─── INPUT DATA ───

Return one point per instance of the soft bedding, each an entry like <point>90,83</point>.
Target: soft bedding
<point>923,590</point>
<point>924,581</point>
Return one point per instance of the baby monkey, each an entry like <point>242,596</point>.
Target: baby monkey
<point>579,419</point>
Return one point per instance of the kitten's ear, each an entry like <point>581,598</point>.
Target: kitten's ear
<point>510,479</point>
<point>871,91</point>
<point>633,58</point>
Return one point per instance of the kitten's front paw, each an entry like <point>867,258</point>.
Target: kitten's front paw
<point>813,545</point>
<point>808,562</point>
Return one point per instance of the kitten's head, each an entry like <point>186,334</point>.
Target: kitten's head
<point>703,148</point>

───
─── INPUT DATA ───

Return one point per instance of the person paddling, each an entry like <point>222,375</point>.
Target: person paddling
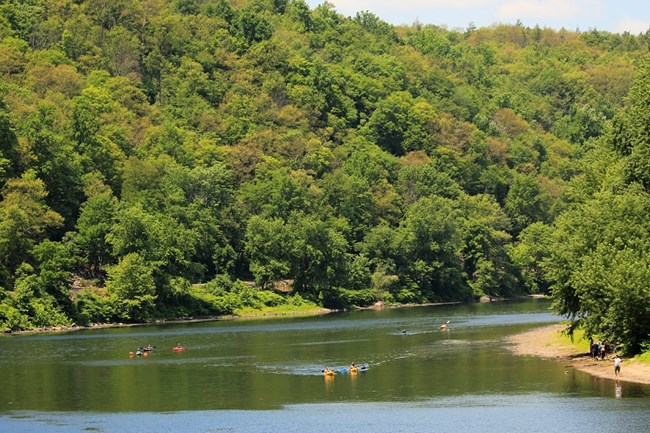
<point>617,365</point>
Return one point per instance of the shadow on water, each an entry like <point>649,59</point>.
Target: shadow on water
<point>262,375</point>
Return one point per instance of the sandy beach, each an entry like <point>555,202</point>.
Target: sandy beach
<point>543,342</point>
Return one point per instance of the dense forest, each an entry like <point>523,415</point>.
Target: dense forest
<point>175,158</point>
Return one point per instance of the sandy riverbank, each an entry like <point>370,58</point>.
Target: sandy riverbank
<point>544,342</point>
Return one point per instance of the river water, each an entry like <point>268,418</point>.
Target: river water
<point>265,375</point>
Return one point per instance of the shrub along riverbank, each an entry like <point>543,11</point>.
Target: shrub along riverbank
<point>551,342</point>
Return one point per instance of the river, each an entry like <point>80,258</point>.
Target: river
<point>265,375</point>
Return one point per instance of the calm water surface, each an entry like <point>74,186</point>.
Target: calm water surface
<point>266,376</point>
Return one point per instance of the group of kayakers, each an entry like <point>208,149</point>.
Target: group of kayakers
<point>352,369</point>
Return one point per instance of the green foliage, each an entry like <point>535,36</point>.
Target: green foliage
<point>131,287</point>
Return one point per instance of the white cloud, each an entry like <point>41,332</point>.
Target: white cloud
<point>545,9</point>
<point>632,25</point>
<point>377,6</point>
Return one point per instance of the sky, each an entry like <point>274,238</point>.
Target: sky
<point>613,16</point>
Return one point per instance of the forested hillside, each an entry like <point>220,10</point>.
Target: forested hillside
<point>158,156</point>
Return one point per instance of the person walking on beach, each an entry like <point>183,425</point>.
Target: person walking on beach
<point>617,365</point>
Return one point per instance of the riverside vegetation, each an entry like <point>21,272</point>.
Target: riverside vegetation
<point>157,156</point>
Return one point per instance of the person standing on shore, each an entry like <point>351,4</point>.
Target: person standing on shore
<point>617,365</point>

───
─── INPUT DATA ───

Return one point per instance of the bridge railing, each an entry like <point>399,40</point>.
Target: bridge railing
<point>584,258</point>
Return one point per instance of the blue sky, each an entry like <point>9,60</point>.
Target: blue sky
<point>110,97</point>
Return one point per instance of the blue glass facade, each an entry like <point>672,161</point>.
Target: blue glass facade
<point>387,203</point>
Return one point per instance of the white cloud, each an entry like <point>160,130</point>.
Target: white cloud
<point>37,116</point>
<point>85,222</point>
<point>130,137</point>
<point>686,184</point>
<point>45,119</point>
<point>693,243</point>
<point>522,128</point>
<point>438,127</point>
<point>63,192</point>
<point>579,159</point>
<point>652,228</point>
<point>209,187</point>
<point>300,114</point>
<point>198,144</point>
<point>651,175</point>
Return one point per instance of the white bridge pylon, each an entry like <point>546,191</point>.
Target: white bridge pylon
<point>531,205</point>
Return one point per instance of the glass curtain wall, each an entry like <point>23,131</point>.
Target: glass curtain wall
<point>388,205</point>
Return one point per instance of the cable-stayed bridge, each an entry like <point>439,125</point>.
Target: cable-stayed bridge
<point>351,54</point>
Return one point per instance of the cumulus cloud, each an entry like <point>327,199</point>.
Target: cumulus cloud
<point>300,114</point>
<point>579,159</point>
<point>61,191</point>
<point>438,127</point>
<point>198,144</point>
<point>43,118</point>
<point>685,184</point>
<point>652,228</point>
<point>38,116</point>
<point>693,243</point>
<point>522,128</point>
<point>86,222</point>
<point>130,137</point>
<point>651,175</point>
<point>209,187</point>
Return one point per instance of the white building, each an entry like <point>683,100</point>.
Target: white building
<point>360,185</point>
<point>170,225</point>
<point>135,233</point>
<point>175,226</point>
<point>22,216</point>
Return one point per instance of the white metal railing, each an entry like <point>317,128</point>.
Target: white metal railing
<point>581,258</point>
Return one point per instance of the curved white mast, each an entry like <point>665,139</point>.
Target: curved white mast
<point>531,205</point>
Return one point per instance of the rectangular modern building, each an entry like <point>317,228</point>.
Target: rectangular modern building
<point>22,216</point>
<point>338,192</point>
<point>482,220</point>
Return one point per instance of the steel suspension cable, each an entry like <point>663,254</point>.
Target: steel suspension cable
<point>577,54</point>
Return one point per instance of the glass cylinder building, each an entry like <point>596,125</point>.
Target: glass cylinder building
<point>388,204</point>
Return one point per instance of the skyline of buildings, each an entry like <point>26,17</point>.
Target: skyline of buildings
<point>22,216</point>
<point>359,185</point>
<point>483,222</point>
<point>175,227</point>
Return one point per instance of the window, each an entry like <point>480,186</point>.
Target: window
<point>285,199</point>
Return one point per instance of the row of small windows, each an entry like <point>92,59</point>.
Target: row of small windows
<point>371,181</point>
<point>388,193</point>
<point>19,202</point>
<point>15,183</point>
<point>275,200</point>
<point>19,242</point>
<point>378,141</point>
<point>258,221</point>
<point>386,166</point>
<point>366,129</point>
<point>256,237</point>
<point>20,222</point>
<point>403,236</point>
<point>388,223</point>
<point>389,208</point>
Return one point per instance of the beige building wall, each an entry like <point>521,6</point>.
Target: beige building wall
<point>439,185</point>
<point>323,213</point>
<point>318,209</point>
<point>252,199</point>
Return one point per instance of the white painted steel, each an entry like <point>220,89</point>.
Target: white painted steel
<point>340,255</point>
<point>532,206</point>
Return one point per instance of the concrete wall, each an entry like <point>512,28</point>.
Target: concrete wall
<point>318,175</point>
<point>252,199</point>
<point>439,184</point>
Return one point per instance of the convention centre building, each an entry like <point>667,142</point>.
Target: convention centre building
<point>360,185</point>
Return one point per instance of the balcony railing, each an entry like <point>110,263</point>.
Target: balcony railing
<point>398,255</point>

───

> [WHAT IS NEEDED] Make a numbered list of the lines in the records from the line with "entry like <point>41,332</point>." to the line with "<point>613,16</point>", both included. Leave out any blank lines.

> [REPLY]
1. Return one point per instance of the white cloud, each an entry like <point>41,332</point>.
2. Target: white cloud
3. <point>545,9</point>
4. <point>632,25</point>
5. <point>377,6</point>
6. Return one point per instance of the sky, each an entry like <point>274,238</point>.
7. Target: sky
8. <point>613,16</point>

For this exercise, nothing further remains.